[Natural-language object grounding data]
======
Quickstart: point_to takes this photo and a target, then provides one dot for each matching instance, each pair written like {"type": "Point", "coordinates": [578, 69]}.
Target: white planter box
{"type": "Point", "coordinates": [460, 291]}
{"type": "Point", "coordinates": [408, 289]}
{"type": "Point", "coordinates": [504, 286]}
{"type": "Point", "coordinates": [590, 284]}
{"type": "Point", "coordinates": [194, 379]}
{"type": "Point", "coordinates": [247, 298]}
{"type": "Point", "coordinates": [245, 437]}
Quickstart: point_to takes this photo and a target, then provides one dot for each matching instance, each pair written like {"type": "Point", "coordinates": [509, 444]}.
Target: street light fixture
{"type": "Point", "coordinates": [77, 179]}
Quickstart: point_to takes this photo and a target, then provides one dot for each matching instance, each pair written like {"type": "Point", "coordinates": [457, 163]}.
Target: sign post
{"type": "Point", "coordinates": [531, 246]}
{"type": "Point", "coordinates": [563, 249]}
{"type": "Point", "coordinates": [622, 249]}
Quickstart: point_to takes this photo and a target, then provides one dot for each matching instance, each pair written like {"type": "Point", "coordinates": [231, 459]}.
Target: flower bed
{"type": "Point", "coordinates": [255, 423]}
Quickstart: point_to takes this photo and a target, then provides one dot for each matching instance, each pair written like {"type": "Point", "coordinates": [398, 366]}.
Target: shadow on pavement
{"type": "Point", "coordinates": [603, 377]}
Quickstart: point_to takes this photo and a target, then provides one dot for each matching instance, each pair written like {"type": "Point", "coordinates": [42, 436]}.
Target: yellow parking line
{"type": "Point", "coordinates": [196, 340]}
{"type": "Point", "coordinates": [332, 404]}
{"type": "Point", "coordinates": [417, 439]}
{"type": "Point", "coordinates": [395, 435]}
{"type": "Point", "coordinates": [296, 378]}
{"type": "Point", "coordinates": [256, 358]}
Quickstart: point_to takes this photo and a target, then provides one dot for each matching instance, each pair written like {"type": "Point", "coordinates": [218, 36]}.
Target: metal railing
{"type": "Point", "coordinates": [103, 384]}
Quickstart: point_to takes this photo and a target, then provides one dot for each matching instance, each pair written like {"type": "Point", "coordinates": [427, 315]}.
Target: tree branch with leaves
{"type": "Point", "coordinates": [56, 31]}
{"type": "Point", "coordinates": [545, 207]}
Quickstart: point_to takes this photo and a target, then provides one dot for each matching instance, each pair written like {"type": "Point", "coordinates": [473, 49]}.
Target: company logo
======
→ **PROBLEM**
In full and without alteration, reproduce the records above.

→ **YOUR RESPONSE**
Quickstart: point_to takes this photo and a target, then provides one dot for each matching instance, each pair written like {"type": "Point", "coordinates": [578, 69]}.
Target: white planter box
{"type": "Point", "coordinates": [460, 291]}
{"type": "Point", "coordinates": [408, 289]}
{"type": "Point", "coordinates": [504, 286]}
{"type": "Point", "coordinates": [590, 284]}
{"type": "Point", "coordinates": [194, 379]}
{"type": "Point", "coordinates": [247, 298]}
{"type": "Point", "coordinates": [245, 437]}
Quickstart: point_to takes this photo and a target, then provides one dot for each matching instance, each pair written like {"type": "Point", "coordinates": [509, 444]}.
Target: street light fixture
{"type": "Point", "coordinates": [77, 179]}
Quickstart: point_to takes this photo and a target, then provides one dot for each matching instance, each pair written like {"type": "Point", "coordinates": [457, 163]}.
Target: sign post
{"type": "Point", "coordinates": [531, 246]}
{"type": "Point", "coordinates": [563, 249]}
{"type": "Point", "coordinates": [622, 249]}
Quickstart: point_to takes this photo and a target, then provides one dot for each matching instance, each pair written like {"type": "Point", "coordinates": [231, 459]}.
Target: flower bed
{"type": "Point", "coordinates": [255, 423]}
Quickstart: point_to takes this photo and a target, then provides one dot for each matching instance, each pair written like {"type": "Point", "coordinates": [398, 366]}.
Target: shadow on pavement
{"type": "Point", "coordinates": [603, 377]}
Quickstart: point_to takes this photo and a target, then provides one dot for each matching instance, each pair written like {"type": "Point", "coordinates": [42, 436]}.
Target: yellow parking line
{"type": "Point", "coordinates": [196, 340]}
{"type": "Point", "coordinates": [332, 404]}
{"type": "Point", "coordinates": [417, 439]}
{"type": "Point", "coordinates": [395, 435]}
{"type": "Point", "coordinates": [296, 378]}
{"type": "Point", "coordinates": [256, 358]}
Quickstart: point_to takes this photo and a target, then provides one dot for each matching instance, each pair written like {"type": "Point", "coordinates": [218, 36]}.
Target: metal railing
{"type": "Point", "coordinates": [103, 384]}
Quickstart: point_to takes this photo and a target, then provides one dot for each matching instance, each pair written like {"type": "Point", "coordinates": [427, 315]}.
Target: tree branch with leaves
{"type": "Point", "coordinates": [56, 31]}
{"type": "Point", "coordinates": [545, 207]}
Quickstart: point_to takes this photo and a target, then provides one dot for each matching instance, each pair written like {"type": "Point", "coordinates": [473, 49]}.
Target: company logo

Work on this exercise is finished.